Can you locate every line in the material below that contains the word "glass" and copy each of those lines in full?

※ ※ ※

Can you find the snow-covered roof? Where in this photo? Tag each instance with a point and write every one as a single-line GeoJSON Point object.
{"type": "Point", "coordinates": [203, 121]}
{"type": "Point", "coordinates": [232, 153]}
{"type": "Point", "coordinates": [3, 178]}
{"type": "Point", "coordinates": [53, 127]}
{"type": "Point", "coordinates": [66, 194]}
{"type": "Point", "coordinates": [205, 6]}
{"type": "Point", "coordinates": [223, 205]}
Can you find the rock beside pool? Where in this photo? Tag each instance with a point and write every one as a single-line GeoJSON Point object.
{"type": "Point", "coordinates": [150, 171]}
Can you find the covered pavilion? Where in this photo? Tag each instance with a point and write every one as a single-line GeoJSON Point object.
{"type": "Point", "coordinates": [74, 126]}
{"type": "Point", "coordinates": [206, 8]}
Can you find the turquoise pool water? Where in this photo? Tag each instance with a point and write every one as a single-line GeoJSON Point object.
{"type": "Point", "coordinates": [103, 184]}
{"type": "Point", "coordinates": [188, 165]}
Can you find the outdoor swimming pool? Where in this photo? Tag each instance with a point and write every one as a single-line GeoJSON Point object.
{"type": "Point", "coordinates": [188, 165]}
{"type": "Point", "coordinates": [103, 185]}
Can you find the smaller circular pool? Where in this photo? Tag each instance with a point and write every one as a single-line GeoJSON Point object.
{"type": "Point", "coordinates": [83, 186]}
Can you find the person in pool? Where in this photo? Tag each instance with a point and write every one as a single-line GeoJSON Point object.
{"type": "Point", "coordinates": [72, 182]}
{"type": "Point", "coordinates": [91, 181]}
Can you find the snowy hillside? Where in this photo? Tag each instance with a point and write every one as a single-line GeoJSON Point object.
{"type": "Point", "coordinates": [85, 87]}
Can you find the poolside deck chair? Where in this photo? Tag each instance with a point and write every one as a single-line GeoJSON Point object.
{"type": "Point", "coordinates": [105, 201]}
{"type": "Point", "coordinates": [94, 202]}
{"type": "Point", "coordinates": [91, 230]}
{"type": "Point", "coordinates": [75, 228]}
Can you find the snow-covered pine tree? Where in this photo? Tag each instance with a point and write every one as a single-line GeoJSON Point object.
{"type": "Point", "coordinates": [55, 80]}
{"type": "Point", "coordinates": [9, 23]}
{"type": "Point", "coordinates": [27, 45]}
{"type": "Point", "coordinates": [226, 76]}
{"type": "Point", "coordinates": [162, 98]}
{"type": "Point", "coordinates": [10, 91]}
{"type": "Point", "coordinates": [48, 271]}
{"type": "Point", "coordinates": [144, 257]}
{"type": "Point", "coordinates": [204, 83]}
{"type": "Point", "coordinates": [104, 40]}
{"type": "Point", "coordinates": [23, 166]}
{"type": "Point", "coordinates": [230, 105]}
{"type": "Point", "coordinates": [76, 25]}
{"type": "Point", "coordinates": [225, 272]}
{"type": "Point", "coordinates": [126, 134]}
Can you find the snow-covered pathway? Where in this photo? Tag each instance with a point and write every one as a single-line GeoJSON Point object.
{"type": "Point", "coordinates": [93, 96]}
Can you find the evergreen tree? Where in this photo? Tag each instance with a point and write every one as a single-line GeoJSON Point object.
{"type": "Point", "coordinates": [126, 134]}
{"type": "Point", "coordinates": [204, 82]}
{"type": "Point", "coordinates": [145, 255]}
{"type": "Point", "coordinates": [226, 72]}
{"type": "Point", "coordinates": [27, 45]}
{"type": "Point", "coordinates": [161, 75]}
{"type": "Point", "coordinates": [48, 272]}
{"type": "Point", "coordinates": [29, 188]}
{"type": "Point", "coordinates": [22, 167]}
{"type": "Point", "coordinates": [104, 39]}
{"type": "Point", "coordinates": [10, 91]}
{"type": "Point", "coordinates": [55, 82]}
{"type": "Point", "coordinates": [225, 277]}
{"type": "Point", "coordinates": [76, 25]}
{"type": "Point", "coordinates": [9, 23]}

※ ※ ※

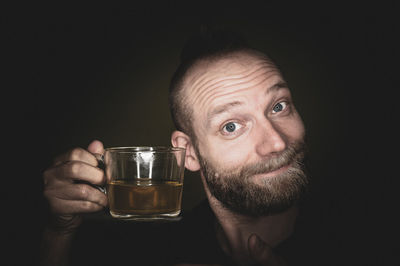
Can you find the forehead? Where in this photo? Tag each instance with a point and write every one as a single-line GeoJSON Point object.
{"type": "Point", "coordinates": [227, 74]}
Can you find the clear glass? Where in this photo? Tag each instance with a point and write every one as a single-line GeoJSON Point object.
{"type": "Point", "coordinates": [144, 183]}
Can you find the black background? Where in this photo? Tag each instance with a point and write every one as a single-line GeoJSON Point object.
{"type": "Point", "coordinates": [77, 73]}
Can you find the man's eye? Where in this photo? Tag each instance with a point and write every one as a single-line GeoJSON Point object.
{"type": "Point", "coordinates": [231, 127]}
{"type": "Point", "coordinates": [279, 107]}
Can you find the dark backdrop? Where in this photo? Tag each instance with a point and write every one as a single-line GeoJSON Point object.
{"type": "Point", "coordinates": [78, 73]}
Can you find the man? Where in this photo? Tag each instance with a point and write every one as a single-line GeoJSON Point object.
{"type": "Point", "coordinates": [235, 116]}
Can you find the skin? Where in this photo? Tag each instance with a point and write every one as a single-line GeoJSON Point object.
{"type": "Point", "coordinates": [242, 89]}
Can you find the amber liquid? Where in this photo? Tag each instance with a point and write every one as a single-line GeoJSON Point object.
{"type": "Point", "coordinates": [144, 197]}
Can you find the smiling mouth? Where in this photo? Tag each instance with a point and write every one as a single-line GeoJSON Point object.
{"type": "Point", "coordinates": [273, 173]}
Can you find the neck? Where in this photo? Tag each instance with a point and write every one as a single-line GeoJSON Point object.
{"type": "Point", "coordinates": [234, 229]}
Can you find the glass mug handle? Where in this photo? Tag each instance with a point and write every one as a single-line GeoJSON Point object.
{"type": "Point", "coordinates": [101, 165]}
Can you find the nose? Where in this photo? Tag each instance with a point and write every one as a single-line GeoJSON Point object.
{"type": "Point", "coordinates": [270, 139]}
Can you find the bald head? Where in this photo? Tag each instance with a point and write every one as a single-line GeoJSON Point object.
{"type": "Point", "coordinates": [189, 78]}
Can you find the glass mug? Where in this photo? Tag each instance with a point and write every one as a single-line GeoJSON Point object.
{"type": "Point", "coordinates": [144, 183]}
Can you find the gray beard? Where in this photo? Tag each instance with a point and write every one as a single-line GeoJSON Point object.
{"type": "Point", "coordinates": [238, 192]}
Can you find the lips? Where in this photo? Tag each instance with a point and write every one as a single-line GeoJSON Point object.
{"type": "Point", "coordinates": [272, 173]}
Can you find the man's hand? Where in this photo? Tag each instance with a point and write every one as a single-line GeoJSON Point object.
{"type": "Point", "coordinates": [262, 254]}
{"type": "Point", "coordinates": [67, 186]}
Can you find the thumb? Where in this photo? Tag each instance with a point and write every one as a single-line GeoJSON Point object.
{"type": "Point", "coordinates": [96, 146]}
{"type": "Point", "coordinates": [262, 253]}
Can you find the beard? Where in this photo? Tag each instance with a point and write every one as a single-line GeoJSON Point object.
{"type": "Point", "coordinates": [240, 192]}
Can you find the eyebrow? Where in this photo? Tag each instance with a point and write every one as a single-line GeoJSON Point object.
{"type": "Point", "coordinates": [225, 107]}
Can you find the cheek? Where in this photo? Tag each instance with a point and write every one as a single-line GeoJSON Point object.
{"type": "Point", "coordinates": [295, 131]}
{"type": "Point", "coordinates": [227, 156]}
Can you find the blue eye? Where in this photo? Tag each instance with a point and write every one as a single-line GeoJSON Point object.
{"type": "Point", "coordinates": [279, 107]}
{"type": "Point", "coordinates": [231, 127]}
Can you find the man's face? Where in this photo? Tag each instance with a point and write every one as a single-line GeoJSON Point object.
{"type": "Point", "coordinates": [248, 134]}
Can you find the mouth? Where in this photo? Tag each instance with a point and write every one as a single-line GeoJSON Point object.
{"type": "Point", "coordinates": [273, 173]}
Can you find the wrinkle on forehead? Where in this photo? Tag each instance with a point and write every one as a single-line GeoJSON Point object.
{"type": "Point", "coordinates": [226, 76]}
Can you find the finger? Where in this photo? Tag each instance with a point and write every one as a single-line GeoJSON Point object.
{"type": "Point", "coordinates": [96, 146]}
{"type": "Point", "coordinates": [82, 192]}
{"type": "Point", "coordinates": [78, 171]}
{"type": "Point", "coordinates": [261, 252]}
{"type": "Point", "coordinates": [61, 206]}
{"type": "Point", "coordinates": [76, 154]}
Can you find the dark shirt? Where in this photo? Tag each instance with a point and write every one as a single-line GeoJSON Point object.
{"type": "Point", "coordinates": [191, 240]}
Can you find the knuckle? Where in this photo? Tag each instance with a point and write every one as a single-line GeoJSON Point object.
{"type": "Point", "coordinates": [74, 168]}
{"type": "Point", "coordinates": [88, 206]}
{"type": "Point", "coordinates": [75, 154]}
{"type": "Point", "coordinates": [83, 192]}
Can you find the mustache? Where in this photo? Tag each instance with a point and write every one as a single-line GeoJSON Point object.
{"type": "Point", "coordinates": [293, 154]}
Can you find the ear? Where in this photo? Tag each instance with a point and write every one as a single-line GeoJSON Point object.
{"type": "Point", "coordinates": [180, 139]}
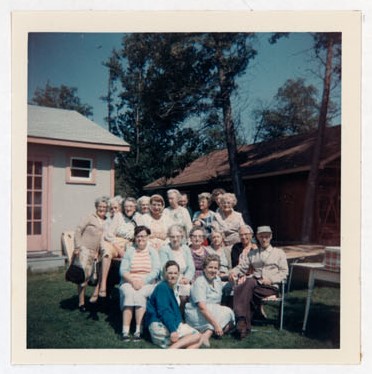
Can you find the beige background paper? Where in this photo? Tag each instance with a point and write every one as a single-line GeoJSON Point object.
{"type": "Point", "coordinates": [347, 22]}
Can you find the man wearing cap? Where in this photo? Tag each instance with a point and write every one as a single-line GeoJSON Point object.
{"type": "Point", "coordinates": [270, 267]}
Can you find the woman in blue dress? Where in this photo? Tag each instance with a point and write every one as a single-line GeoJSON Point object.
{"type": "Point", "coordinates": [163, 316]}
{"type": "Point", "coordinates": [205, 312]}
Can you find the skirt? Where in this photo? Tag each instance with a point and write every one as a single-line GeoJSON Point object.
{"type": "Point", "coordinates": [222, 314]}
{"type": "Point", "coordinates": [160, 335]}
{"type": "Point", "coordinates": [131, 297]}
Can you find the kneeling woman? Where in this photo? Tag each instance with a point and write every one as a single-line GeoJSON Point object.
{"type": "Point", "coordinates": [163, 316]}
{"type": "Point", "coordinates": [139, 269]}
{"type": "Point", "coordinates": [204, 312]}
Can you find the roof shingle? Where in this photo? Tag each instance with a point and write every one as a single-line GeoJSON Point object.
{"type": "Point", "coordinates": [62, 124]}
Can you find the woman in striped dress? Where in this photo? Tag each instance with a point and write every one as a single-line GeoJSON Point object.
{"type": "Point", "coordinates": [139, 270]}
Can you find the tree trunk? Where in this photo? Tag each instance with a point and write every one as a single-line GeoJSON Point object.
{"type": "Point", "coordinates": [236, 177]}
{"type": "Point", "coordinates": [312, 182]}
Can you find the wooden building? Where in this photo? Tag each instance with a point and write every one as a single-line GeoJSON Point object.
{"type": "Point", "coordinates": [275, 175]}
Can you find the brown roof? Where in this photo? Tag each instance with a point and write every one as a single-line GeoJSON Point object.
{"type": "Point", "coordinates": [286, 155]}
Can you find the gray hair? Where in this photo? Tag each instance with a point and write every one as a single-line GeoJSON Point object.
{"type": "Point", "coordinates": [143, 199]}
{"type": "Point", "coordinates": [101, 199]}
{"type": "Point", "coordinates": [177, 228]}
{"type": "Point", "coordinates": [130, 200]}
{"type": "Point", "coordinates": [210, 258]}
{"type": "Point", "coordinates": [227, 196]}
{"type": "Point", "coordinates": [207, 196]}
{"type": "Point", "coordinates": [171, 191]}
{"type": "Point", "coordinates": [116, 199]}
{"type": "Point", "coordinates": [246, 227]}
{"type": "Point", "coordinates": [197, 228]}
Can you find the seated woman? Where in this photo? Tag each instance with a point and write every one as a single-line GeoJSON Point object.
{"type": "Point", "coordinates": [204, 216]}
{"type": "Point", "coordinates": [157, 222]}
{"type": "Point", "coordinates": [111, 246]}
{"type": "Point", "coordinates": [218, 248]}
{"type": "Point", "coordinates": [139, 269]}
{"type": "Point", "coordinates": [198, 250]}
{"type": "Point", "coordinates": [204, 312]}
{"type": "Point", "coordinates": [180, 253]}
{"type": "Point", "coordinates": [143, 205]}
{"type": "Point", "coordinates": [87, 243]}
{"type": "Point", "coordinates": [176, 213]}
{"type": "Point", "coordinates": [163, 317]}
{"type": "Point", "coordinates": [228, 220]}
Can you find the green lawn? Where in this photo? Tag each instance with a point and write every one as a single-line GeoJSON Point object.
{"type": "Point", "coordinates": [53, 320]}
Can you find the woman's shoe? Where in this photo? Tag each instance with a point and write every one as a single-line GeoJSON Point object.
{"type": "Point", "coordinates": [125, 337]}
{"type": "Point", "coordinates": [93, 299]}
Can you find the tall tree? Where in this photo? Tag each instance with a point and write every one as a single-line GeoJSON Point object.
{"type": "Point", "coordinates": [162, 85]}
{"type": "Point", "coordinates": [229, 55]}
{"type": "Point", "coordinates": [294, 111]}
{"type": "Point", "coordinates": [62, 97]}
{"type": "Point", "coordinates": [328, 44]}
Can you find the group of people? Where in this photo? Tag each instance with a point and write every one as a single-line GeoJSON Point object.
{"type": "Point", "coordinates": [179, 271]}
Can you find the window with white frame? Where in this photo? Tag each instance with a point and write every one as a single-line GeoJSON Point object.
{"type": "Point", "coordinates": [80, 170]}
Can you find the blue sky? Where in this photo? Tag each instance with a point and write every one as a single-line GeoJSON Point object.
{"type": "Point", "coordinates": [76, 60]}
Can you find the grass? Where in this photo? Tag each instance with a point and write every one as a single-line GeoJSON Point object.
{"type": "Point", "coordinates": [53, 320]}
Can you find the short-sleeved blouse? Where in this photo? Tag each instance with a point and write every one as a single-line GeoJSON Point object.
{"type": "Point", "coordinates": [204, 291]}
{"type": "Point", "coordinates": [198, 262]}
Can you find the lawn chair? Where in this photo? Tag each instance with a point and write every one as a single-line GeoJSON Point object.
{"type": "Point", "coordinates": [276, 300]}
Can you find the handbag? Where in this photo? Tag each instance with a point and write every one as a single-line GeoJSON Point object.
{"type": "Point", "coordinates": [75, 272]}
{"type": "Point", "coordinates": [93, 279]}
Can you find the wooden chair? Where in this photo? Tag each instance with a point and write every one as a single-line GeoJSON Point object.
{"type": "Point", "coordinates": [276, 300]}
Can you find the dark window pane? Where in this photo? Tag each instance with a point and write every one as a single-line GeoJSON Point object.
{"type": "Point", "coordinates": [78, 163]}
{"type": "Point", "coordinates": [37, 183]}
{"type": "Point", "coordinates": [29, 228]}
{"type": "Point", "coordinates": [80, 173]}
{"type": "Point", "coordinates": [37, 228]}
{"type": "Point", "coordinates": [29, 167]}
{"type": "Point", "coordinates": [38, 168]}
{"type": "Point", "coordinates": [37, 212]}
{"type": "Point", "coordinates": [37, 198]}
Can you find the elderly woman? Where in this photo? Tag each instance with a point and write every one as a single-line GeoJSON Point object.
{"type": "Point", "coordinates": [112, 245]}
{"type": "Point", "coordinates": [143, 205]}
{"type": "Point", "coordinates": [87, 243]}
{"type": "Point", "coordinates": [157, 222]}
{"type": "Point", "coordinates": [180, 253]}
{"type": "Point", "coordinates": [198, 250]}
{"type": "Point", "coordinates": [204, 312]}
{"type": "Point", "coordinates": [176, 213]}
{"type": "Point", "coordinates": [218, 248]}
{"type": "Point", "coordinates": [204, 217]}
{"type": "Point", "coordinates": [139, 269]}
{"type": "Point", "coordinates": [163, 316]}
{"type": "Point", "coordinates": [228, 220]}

※ ※ ※

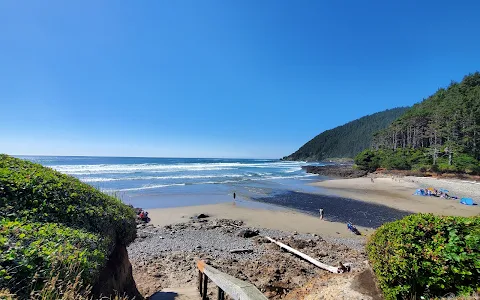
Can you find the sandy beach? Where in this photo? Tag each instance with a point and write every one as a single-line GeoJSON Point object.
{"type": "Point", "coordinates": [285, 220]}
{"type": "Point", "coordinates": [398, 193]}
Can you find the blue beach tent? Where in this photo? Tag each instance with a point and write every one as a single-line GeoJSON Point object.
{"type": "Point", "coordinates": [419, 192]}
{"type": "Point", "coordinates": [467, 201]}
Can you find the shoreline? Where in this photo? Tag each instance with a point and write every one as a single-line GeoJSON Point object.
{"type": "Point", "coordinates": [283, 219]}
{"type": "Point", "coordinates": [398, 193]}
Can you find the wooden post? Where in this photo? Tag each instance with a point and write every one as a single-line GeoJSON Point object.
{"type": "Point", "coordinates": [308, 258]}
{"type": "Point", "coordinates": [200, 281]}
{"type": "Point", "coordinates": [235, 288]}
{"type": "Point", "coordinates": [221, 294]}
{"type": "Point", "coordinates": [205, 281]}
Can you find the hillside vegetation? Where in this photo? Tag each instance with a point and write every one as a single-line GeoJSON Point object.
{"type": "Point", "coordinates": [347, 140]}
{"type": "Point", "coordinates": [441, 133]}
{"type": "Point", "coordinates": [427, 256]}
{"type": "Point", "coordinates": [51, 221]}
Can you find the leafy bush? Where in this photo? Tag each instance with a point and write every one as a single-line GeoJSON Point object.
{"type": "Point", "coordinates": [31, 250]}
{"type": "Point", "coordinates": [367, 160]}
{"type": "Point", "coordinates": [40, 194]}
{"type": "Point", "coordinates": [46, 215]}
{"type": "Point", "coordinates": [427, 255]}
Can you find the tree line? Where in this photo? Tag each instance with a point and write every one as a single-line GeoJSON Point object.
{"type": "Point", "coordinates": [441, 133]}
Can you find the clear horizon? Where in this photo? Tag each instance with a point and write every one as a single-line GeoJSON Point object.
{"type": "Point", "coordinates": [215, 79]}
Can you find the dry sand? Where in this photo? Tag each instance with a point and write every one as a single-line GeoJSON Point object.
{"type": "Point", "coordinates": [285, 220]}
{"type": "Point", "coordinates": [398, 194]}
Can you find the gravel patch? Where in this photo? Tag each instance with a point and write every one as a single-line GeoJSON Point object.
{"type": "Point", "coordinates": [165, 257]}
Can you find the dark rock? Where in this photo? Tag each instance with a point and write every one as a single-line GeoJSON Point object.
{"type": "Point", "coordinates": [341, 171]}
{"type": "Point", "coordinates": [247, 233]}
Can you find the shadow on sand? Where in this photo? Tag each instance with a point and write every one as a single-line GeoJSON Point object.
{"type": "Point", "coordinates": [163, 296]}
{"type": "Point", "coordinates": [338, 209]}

※ ※ ※

_Answer to this exercise_.
Can you find the clear glass? Where in this photo? Tag each instance with a point and write every one as a single-line GeoJSON Point object.
Can you find the glass mug handle? Where in this photo? Tag each instance with a point and write every one as a single-line GeoJSON Point object.
Can you find the glass mug? Where in this photo? Tag each instance with a point and write every one as a single-line GeoJSON Point object.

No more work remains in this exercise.